→ **WHAT NEEDS TO BE DONE**: Put the part of the entries that runs from the first line through the line containing "top-left (317, 63), bottom-right (333, 124)" into a numbered list, leaving out any blank lines.

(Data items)
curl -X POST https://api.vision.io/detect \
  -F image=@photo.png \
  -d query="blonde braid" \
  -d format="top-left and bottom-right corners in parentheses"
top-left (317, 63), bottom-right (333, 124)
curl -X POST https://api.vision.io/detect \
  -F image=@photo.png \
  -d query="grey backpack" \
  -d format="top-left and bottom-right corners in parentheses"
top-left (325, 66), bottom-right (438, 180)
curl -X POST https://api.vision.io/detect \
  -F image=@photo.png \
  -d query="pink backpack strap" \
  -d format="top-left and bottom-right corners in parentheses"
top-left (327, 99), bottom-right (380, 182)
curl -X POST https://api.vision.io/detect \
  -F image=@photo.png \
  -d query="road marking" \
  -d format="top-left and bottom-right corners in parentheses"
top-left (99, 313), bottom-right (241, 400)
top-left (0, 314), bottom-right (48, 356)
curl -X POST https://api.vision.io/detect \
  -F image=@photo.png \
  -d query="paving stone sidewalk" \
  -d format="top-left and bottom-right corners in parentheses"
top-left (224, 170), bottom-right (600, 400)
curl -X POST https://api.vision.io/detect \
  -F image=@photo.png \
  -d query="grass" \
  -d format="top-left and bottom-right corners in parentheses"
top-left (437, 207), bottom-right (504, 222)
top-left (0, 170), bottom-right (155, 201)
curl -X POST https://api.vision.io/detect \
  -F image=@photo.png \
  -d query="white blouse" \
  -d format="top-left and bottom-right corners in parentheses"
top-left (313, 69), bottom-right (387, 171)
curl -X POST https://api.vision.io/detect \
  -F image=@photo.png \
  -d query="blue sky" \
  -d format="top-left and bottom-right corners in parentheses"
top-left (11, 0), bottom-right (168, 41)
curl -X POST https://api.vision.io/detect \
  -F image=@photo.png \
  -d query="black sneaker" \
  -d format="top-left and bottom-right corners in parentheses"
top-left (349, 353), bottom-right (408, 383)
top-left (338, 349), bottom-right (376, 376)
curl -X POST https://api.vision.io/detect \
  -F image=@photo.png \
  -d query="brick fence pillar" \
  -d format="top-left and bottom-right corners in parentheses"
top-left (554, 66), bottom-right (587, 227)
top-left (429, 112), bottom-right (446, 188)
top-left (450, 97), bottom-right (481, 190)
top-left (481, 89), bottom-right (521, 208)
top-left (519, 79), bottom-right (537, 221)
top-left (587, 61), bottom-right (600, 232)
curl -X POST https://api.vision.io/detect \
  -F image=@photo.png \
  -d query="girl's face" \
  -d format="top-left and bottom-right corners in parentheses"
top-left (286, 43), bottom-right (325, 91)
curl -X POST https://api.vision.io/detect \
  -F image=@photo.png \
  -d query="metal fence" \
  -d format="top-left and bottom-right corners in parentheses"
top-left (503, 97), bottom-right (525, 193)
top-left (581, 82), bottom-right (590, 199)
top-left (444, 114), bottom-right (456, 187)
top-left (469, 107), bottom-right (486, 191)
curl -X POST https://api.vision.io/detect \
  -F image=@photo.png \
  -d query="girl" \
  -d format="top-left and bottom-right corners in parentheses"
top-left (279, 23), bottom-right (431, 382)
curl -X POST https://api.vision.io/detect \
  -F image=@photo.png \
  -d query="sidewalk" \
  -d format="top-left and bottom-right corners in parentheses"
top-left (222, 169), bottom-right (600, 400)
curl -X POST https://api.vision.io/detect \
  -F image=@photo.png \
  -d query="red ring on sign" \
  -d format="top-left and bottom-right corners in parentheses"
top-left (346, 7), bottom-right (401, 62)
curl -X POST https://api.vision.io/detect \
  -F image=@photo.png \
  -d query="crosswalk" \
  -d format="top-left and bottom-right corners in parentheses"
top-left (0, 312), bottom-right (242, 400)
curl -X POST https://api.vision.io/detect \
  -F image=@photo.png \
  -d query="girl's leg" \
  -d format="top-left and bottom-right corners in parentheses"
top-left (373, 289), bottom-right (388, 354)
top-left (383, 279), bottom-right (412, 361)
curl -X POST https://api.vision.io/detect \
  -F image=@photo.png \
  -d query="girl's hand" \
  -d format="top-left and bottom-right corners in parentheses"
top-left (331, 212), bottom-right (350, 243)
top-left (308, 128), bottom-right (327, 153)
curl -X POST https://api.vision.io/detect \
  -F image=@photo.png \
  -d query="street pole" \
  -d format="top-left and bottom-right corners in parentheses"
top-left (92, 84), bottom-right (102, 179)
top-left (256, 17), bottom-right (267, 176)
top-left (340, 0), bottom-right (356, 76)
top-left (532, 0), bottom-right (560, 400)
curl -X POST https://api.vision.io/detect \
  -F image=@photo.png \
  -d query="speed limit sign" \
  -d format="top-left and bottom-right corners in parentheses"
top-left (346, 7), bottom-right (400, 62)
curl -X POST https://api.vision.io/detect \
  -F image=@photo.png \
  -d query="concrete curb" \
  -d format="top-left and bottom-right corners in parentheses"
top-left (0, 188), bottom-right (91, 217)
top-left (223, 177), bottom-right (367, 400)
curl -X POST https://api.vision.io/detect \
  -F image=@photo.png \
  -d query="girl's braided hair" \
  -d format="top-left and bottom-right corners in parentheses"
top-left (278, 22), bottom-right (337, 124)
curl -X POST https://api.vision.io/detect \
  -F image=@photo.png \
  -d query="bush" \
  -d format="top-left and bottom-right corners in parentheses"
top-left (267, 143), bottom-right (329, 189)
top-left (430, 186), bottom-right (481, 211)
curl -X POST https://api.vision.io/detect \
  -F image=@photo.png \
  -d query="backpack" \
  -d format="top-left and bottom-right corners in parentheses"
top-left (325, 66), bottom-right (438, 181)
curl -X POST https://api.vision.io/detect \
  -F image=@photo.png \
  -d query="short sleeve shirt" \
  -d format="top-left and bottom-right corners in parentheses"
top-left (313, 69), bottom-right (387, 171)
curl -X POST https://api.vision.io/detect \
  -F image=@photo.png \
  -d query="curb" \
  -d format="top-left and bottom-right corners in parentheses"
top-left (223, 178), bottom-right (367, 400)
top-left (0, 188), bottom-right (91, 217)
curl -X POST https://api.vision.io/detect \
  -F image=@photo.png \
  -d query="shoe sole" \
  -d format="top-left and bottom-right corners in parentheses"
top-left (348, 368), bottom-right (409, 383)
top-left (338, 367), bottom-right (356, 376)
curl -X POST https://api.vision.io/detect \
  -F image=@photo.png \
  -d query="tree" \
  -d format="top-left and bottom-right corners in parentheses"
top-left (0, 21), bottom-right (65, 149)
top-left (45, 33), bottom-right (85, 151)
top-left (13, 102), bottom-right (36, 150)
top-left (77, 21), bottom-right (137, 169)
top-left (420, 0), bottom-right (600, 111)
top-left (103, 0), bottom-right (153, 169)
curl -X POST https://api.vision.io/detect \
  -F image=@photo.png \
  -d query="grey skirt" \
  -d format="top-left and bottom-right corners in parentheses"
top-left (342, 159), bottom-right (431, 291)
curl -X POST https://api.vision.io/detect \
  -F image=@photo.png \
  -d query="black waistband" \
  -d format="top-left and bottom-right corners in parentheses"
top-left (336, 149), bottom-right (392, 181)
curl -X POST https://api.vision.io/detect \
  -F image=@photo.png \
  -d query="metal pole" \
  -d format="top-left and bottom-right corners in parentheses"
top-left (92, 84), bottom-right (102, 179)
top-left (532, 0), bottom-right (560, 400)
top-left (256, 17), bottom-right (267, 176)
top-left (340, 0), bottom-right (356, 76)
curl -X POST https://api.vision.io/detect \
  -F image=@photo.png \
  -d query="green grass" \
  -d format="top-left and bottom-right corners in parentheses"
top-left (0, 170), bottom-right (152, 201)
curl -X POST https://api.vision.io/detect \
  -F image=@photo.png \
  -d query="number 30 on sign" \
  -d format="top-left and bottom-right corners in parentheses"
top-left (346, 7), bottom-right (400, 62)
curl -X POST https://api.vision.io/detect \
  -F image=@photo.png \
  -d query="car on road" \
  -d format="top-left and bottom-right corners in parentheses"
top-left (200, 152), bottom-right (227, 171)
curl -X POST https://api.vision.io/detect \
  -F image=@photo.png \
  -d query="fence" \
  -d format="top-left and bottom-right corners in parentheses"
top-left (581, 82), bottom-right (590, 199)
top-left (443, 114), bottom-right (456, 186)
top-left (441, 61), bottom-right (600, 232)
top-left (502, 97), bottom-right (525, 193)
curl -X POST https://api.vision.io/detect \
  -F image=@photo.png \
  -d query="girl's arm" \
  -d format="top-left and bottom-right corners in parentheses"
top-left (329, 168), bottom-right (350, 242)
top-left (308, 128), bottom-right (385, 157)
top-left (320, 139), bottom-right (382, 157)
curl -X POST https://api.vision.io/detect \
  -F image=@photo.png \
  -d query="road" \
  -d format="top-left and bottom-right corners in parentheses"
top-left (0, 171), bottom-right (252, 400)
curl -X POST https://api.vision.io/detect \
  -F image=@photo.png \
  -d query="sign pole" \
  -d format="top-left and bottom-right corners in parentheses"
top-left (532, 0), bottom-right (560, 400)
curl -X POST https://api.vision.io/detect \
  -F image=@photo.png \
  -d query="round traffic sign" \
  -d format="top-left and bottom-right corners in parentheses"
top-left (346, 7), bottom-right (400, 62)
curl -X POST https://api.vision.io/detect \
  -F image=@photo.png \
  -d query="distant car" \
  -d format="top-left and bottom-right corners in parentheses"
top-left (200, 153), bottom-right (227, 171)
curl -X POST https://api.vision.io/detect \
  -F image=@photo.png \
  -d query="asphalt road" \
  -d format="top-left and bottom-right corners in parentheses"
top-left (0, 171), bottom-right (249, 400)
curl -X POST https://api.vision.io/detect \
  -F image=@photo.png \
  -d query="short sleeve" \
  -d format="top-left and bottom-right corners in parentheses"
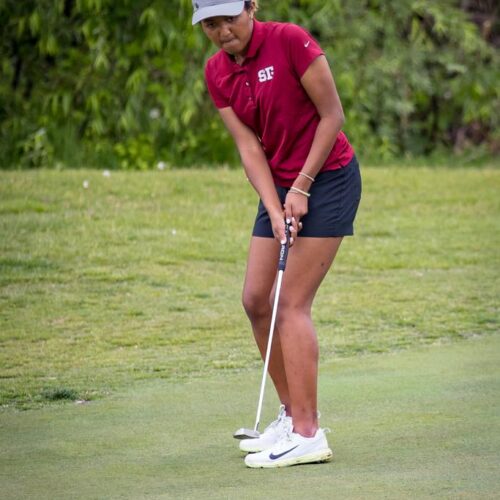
top-left (205, 61), bottom-right (229, 109)
top-left (283, 24), bottom-right (324, 78)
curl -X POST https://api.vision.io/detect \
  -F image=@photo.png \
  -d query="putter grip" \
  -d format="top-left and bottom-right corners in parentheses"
top-left (278, 222), bottom-right (290, 271)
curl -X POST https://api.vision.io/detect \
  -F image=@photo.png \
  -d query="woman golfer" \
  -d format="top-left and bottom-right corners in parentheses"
top-left (193, 0), bottom-right (361, 467)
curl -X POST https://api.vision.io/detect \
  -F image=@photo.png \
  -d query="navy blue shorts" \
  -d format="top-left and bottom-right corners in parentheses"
top-left (252, 156), bottom-right (361, 238)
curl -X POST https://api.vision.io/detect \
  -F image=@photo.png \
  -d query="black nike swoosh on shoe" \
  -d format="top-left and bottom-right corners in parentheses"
top-left (269, 445), bottom-right (299, 460)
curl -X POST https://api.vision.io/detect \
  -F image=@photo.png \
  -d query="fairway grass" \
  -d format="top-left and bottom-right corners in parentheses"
top-left (0, 168), bottom-right (500, 411)
top-left (0, 336), bottom-right (500, 500)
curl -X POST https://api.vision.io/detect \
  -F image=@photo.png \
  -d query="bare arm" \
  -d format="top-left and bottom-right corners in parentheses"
top-left (285, 56), bottom-right (344, 221)
top-left (219, 107), bottom-right (285, 241)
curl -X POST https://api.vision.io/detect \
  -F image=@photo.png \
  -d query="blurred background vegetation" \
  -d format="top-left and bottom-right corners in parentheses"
top-left (0, 0), bottom-right (500, 169)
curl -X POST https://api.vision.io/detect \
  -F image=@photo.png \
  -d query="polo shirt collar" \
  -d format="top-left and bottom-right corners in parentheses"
top-left (245, 19), bottom-right (265, 59)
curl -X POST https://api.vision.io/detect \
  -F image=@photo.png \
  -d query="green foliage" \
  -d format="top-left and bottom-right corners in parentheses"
top-left (0, 0), bottom-right (500, 169)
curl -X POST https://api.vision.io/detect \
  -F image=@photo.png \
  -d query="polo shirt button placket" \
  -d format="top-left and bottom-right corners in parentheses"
top-left (245, 70), bottom-right (254, 102)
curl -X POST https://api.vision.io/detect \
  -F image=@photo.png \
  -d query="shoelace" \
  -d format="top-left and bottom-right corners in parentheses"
top-left (264, 405), bottom-right (286, 432)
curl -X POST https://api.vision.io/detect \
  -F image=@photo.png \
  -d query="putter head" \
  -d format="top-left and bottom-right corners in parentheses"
top-left (233, 427), bottom-right (260, 439)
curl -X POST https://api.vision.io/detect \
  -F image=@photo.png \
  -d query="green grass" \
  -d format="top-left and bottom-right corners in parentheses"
top-left (0, 167), bottom-right (500, 411)
top-left (0, 335), bottom-right (500, 500)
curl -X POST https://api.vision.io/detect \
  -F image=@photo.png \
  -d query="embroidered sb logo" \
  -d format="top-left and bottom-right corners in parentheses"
top-left (257, 66), bottom-right (274, 82)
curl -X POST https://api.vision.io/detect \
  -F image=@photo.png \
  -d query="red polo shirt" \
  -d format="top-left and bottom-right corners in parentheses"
top-left (205, 21), bottom-right (354, 187)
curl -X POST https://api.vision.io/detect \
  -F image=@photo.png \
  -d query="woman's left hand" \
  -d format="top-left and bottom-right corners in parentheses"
top-left (284, 191), bottom-right (308, 239)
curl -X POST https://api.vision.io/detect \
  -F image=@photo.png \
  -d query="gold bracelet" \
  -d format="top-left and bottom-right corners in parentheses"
top-left (290, 186), bottom-right (311, 198)
top-left (299, 172), bottom-right (315, 182)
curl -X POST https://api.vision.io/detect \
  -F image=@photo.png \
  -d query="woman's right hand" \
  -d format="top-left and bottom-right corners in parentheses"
top-left (270, 211), bottom-right (298, 246)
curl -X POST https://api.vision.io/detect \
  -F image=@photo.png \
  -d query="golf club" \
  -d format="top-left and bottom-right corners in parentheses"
top-left (233, 222), bottom-right (290, 439)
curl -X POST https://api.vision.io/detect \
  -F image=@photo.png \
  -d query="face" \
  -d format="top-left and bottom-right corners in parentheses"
top-left (201, 9), bottom-right (253, 56)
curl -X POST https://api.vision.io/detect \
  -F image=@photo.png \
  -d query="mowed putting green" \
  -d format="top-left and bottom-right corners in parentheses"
top-left (0, 167), bottom-right (500, 409)
top-left (0, 167), bottom-right (500, 499)
top-left (0, 336), bottom-right (500, 499)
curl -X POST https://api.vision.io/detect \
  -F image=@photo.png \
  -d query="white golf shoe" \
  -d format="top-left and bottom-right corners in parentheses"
top-left (245, 427), bottom-right (333, 468)
top-left (240, 405), bottom-right (292, 453)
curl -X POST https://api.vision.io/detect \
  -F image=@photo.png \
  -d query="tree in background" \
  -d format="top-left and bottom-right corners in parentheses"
top-left (0, 0), bottom-right (500, 169)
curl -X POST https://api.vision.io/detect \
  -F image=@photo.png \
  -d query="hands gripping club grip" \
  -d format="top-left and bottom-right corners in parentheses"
top-left (278, 221), bottom-right (290, 271)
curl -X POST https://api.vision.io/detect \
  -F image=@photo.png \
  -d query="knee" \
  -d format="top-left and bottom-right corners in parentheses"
top-left (241, 290), bottom-right (270, 321)
top-left (276, 295), bottom-right (311, 330)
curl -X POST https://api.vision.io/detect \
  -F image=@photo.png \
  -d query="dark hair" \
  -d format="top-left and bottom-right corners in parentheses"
top-left (245, 0), bottom-right (259, 10)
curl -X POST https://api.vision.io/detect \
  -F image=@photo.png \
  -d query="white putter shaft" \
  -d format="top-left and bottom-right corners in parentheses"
top-left (233, 229), bottom-right (290, 439)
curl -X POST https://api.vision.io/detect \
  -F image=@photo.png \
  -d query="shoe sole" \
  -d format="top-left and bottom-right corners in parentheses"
top-left (240, 446), bottom-right (272, 453)
top-left (245, 448), bottom-right (333, 469)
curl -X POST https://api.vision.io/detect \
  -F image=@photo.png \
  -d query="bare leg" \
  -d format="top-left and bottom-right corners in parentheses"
top-left (276, 238), bottom-right (342, 437)
top-left (243, 237), bottom-right (291, 415)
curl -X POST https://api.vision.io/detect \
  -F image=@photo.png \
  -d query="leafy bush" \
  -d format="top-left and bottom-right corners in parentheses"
top-left (0, 0), bottom-right (500, 169)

→ **WRITTEN REPLY**:
1. curl -X POST https://api.vision.io/detect \
2.   -F image=@photo.png \
3.   -d query="blonde braid" \
4.   -d format="top-left and bottom-right corners in parentheses"
5. top-left (317, 63), bottom-right (333, 124)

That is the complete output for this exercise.